» **STATED GOAL**:
From the data below, pull out every line that contains the string "black", matching case exactly.

====== EXERCISE INPUT ======

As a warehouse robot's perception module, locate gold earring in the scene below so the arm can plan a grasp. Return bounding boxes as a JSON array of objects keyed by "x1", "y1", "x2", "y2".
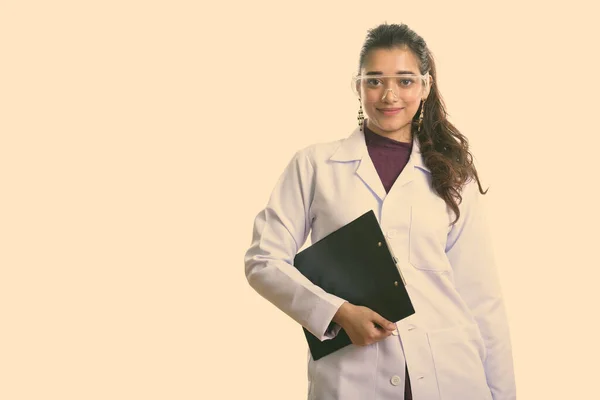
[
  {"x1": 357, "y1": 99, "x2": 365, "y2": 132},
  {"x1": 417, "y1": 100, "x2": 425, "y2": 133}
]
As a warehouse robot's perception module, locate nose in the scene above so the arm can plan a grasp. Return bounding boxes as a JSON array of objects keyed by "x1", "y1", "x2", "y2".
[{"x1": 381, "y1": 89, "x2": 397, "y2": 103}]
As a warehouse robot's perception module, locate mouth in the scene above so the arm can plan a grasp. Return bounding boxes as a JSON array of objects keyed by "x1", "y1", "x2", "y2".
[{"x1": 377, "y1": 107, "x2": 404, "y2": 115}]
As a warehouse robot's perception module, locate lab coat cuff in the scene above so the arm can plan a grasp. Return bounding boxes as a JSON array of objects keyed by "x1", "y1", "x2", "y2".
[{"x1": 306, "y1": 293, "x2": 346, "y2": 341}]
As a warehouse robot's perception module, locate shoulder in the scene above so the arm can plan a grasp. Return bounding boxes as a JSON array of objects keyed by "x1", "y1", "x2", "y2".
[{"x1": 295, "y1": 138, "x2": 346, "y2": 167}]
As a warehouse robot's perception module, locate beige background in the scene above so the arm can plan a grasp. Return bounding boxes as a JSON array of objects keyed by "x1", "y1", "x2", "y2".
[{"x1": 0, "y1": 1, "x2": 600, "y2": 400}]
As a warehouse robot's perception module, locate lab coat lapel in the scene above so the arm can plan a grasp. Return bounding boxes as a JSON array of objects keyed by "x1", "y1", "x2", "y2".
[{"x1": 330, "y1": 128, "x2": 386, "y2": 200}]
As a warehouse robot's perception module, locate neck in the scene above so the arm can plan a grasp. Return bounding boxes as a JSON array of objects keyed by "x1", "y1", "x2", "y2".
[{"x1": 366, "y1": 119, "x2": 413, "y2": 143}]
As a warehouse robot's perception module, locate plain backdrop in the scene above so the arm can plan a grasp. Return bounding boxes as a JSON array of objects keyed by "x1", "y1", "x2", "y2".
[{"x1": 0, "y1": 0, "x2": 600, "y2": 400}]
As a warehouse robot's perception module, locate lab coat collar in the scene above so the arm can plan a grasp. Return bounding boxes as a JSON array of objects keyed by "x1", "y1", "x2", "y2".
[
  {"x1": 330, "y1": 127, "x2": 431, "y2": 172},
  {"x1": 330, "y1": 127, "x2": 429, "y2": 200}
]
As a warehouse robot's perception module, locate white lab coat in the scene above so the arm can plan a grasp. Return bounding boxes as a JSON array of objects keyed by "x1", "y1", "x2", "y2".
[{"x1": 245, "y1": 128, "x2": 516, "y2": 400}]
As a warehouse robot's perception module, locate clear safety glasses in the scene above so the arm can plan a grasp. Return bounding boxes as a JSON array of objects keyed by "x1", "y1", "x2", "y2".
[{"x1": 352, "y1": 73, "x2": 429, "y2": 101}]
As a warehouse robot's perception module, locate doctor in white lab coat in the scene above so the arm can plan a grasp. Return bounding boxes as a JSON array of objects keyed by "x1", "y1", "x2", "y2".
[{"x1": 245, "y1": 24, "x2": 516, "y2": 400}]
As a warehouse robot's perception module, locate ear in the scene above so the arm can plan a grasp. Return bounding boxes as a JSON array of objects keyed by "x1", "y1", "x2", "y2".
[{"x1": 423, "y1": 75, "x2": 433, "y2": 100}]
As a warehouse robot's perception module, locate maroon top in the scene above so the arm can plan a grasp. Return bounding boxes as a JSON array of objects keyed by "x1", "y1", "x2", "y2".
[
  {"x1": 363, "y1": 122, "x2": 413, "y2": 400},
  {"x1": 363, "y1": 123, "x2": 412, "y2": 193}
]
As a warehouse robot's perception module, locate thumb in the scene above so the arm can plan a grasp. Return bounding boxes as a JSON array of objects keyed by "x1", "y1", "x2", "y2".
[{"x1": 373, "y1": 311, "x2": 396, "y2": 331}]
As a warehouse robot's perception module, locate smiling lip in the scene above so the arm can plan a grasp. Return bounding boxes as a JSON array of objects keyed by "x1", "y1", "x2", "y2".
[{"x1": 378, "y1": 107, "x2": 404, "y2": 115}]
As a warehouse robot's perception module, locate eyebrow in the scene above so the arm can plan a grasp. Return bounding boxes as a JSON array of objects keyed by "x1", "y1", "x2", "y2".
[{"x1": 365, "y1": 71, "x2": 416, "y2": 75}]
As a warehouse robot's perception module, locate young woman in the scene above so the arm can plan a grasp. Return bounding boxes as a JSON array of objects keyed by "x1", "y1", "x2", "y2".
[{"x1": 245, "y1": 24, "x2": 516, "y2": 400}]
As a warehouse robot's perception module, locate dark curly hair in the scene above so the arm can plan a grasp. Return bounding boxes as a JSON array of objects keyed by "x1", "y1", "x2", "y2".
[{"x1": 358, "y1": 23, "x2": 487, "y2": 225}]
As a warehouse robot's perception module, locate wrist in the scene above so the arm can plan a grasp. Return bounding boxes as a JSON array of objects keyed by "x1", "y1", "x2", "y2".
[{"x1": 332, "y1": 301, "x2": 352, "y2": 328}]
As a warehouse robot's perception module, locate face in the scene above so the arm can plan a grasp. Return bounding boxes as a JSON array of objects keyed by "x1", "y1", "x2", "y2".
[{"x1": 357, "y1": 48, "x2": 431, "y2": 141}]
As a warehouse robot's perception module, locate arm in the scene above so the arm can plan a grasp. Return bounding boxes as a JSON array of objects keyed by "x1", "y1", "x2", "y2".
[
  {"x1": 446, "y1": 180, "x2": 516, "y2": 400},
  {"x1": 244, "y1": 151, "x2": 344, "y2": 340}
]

======
====== EXERCISE INPUT ======

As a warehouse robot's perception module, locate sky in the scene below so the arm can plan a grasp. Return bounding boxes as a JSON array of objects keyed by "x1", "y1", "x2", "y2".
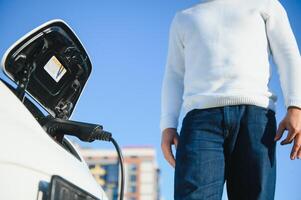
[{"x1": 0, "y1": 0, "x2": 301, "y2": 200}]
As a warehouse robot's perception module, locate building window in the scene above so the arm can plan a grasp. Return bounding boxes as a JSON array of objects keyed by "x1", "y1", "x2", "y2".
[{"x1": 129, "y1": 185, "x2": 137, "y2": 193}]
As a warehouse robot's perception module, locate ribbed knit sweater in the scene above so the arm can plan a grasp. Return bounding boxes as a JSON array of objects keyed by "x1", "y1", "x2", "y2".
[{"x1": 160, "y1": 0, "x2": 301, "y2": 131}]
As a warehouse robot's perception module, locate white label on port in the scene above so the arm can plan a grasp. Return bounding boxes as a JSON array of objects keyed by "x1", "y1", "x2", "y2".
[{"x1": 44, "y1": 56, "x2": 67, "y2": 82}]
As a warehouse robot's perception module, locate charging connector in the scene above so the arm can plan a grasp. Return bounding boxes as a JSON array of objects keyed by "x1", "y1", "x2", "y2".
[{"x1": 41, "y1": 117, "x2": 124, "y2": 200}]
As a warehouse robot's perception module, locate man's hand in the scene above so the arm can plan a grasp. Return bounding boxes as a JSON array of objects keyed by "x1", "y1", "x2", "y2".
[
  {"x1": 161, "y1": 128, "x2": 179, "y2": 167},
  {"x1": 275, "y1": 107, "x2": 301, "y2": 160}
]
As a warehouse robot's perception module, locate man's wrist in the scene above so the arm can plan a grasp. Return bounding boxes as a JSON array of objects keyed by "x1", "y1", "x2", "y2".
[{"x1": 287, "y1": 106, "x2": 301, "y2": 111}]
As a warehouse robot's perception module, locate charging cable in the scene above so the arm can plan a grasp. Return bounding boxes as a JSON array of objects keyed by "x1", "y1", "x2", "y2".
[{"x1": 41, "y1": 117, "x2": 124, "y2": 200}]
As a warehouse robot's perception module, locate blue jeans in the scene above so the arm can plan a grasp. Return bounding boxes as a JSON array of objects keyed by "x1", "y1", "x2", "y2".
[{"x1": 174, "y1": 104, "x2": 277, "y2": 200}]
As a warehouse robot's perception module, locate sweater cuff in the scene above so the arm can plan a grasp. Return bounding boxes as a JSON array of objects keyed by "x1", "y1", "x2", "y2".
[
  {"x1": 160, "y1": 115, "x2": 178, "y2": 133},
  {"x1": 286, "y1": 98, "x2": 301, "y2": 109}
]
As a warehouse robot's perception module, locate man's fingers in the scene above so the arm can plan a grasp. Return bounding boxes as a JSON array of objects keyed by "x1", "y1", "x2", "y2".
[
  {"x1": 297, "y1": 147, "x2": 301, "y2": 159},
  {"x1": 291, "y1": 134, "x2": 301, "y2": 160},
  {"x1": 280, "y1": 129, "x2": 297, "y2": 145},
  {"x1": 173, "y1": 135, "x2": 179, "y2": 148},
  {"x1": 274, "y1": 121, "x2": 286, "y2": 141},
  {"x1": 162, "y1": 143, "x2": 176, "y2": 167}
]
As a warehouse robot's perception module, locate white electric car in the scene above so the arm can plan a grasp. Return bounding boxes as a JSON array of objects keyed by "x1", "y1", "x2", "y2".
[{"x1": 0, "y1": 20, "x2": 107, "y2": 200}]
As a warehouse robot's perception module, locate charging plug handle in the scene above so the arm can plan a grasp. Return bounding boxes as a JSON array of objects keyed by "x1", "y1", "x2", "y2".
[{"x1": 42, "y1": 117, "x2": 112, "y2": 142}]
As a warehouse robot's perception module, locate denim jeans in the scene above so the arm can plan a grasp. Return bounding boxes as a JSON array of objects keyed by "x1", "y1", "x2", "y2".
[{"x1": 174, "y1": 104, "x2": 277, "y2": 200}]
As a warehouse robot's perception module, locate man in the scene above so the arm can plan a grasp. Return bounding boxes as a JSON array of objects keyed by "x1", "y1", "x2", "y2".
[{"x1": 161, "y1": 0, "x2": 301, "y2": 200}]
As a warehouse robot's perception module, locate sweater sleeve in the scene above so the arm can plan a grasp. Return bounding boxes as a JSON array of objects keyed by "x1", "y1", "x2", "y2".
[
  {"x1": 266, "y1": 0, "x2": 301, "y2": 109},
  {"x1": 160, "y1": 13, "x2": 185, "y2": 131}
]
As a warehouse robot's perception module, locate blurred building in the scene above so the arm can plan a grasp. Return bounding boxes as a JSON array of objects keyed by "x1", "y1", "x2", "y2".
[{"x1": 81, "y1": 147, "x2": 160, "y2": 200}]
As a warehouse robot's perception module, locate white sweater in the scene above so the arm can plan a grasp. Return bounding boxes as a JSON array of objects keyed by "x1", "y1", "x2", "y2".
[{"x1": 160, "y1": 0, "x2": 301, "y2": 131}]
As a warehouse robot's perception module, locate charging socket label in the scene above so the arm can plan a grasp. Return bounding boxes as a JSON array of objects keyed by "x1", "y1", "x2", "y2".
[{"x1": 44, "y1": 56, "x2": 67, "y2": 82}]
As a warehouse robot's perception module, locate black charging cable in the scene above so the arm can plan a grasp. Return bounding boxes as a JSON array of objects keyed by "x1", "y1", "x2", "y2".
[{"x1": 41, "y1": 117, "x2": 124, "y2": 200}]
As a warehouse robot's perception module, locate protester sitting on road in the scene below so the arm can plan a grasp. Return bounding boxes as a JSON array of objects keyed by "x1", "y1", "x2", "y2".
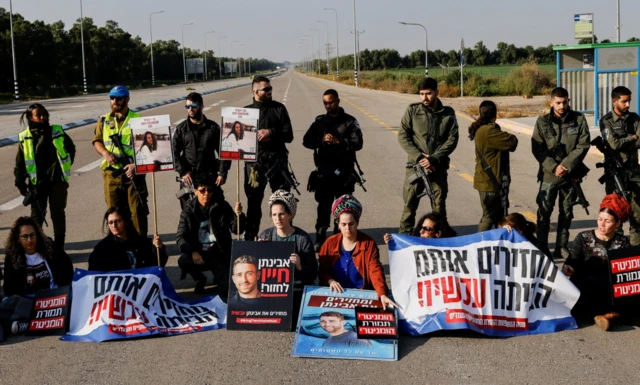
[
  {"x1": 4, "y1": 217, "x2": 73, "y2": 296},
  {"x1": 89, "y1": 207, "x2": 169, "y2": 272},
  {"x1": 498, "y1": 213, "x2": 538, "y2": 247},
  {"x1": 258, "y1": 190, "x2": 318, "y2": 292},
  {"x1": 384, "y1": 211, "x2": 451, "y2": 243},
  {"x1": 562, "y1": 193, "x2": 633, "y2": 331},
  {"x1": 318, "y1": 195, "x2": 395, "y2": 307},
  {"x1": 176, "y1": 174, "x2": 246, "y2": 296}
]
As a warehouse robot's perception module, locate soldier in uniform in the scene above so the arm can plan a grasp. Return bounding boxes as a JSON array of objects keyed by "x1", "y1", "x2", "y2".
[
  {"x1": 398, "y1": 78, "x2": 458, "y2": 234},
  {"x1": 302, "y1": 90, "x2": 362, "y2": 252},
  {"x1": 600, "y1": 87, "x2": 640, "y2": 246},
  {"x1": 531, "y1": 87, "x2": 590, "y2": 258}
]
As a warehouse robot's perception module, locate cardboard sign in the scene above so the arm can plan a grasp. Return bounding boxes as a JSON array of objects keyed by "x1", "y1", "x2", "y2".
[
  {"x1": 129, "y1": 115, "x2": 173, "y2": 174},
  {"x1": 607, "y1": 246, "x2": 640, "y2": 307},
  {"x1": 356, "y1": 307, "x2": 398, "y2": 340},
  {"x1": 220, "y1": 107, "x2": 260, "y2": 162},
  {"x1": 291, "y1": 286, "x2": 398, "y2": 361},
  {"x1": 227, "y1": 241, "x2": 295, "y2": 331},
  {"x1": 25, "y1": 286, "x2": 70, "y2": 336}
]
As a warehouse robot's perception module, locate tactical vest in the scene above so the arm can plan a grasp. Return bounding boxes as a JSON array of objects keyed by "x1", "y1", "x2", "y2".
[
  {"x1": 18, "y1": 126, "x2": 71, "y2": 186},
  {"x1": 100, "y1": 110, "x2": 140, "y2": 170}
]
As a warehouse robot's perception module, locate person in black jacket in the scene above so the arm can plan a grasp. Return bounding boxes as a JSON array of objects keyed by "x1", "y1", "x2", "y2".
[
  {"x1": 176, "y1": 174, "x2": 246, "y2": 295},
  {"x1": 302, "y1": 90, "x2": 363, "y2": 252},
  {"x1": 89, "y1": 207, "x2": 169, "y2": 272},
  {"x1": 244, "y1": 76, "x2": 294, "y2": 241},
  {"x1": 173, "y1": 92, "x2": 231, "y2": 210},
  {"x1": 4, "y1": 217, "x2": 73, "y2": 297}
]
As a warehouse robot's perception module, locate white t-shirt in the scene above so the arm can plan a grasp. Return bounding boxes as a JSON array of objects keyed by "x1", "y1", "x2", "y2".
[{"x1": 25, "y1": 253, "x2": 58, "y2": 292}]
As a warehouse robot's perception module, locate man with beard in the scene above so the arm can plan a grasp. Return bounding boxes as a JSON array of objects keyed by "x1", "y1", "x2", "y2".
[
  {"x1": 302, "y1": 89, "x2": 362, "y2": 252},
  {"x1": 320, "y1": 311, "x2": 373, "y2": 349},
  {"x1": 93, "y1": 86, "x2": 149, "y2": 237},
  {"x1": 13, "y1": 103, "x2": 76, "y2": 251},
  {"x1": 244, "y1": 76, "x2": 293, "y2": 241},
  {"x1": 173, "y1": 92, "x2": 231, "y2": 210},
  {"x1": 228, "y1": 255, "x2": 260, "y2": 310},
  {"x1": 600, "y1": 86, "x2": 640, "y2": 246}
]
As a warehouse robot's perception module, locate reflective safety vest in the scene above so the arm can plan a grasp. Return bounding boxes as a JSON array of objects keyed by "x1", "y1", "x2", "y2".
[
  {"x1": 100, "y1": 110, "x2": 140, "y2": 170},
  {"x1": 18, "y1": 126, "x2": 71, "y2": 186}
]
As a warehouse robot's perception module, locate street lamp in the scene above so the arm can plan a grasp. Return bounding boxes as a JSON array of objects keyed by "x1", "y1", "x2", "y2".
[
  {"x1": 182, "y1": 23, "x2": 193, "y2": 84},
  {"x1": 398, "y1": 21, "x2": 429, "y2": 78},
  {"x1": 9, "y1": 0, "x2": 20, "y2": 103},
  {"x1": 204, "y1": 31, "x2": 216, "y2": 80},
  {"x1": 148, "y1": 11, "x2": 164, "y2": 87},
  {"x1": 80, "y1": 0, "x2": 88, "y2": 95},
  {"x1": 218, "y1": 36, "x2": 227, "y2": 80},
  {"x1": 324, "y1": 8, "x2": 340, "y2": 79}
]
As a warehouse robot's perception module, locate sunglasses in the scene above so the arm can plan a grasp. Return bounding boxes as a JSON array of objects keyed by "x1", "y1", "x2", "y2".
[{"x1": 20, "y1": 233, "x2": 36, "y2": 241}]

======
====== EXERCISE INPUT ======

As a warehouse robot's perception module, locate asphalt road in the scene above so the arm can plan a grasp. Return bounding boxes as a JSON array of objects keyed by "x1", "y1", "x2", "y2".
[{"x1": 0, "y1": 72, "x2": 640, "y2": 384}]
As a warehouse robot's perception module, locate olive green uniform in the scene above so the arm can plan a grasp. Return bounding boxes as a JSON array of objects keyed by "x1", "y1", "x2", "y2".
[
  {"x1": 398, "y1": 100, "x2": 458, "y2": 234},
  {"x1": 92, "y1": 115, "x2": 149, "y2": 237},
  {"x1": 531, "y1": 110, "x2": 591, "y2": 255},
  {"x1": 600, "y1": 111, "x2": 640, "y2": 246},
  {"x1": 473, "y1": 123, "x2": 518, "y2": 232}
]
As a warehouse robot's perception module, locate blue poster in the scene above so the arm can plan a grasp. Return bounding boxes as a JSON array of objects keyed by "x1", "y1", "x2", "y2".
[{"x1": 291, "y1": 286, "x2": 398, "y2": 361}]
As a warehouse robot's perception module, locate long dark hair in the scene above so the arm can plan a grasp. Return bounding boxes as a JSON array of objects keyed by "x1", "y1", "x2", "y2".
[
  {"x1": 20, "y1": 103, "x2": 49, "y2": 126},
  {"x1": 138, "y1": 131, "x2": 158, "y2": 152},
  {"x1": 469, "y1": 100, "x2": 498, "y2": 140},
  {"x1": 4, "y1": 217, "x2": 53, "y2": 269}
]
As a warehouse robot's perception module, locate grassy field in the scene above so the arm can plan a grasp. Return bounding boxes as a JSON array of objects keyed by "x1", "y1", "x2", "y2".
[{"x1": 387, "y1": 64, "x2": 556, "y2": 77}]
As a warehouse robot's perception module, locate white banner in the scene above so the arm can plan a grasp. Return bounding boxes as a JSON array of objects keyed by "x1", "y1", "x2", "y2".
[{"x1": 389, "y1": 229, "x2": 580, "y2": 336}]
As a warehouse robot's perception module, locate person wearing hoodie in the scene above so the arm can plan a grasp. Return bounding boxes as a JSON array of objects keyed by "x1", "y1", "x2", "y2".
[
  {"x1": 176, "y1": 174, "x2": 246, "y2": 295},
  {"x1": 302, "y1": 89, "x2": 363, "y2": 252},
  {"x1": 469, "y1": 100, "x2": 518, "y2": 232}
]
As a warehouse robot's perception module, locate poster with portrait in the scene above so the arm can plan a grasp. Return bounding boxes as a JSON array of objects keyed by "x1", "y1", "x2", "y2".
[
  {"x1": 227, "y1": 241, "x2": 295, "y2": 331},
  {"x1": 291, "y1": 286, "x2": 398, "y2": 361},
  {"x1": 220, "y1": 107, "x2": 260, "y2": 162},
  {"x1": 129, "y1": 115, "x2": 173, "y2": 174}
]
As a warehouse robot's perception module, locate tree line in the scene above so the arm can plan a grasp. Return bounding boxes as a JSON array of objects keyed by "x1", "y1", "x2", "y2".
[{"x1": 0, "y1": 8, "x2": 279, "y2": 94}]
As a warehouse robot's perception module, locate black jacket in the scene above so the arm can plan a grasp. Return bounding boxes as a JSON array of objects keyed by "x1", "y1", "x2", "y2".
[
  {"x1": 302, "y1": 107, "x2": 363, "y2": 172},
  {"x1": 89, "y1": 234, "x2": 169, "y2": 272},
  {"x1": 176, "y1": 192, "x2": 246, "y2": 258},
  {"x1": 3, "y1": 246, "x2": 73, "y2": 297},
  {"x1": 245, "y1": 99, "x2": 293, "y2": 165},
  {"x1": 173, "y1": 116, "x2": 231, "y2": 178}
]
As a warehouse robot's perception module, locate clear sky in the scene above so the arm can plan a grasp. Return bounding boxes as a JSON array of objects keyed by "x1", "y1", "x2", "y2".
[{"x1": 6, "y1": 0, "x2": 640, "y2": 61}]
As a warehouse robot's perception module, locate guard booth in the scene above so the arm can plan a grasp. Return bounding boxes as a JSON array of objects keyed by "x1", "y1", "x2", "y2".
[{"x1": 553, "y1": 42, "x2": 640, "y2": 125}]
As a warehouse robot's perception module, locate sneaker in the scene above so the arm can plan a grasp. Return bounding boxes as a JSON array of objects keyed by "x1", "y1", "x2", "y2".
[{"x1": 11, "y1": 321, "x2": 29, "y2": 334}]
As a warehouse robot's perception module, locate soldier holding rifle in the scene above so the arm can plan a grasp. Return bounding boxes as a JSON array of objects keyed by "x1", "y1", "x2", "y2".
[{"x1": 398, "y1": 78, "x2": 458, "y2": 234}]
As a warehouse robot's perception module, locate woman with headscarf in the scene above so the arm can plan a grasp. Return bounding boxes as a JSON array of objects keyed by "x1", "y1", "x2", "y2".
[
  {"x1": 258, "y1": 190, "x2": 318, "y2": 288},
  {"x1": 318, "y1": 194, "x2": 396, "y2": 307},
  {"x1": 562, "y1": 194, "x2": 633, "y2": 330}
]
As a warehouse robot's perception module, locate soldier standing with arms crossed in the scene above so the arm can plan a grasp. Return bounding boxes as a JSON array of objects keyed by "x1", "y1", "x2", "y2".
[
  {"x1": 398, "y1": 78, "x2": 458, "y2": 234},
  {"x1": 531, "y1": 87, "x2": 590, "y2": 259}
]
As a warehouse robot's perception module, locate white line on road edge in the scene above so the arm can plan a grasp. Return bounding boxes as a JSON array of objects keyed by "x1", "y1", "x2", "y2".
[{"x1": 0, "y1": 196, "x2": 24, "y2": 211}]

======

» **RESPONSE BELOW**:
As a warehouse robot's perception module, locate black charging cable in the scene above so the arm can plan a grasp. Return bounding boxes as a JSON array of objects keyed by "x1", "y1", "x2", "y2".
As a warehouse robot's perception module, locate person in black jacket in the scene above so the arm can plan a grasp. Return bounding boxes as a JSON array of objects keyed by "x1", "y1", "x2", "y2".
As a warehouse robot's perception module, locate black jacket in the scene above so the arm can plan a grasp. Return bounding boxes as a JSON array of objects keyed by "x1", "y1", "x2", "y2".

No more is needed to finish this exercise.